[Arbeitsauftrag]
In welchen Zeilen der folgenden Einträge kommt das Wort „leaf“ vor? Ermittle sie und übernimm jede davon unverändert, wobei Groß- und Kleinschreibung zählt.

[Ausgangsmaterial]
____________________

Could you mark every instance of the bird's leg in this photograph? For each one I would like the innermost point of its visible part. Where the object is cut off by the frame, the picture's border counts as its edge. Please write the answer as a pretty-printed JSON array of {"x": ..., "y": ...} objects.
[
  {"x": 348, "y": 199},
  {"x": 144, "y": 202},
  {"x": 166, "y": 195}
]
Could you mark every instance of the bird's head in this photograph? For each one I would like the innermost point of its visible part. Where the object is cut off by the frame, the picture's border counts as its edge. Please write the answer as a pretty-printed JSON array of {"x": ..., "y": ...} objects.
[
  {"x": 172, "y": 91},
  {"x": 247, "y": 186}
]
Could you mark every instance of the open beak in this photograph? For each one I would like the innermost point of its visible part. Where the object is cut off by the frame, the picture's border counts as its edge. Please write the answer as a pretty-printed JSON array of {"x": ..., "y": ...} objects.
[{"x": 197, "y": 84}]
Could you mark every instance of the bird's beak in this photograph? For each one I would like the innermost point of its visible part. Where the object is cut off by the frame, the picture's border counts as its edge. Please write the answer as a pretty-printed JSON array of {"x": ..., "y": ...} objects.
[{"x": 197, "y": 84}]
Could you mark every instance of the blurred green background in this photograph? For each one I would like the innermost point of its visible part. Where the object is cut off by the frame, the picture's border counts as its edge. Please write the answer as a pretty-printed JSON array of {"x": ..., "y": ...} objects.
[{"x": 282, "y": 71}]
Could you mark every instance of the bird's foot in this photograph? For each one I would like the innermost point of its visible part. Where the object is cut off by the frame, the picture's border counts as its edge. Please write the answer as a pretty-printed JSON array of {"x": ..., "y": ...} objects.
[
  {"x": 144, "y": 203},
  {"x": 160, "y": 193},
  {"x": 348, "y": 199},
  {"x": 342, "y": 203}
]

____________________

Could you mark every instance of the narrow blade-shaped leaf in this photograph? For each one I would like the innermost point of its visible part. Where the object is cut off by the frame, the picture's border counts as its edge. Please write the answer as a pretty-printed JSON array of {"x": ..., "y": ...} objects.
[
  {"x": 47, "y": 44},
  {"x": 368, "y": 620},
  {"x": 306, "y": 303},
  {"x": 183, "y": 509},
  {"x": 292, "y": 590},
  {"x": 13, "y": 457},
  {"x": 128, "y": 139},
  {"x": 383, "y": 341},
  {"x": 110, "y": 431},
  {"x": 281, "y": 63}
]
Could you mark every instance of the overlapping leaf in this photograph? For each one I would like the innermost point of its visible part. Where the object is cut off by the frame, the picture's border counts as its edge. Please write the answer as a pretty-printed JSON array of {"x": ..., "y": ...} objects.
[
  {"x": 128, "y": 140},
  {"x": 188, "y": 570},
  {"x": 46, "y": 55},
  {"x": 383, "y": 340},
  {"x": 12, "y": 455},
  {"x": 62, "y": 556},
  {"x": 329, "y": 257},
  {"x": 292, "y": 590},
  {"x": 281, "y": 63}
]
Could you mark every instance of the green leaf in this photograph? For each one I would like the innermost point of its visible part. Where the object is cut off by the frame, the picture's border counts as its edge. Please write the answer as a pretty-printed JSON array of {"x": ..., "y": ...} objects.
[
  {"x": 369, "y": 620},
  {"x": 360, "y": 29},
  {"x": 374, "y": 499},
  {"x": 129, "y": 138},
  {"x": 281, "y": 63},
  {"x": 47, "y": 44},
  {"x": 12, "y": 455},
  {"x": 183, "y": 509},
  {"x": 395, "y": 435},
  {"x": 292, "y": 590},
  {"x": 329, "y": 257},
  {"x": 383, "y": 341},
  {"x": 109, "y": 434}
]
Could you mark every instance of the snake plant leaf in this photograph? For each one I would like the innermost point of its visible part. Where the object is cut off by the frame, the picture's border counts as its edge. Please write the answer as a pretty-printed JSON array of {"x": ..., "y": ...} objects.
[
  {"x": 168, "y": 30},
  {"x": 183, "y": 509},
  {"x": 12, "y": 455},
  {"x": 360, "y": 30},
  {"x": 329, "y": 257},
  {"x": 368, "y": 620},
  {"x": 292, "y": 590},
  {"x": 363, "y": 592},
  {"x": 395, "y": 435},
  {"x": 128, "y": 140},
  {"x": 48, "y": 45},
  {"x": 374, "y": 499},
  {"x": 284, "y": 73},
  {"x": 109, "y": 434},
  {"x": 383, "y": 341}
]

____________________

[Antwort]
Could you mark every instance of the narrow blade-shaped leaf in this photograph? For each one I would like the innermost point of its visible part. Where the object is cut off by the frame, the picture's border counts as its edge. Please write the answer as a pretty-printed JSON array of {"x": ..., "y": ...} objects.
Could you mark every instance of the overlapping leaf in this photograph? For each one I would like the innermost point of its visible part. Where the object is cut off by the frame, the picture's border counts as its edge. Please write the answer as a pretty-printed JSON array of {"x": ..., "y": ...} objects.
Could you mark every instance of the green leaf in this photograph? For each one I would like the innermost point of its visible part. Where the object is cut off by the frame, the picture's border counts as its edge. Please write the answer as a pretty-printed JSON array of {"x": ..., "y": ...} objects.
Could you mark every instance of the snake plant leaf in this photograph? For each one I would like the innermost point of its visible part. Where the object is cut off by the frame, the picture's border counts as its edge. Please write the answer as a pretty-printed JSON array of {"x": ..., "y": ...} objects.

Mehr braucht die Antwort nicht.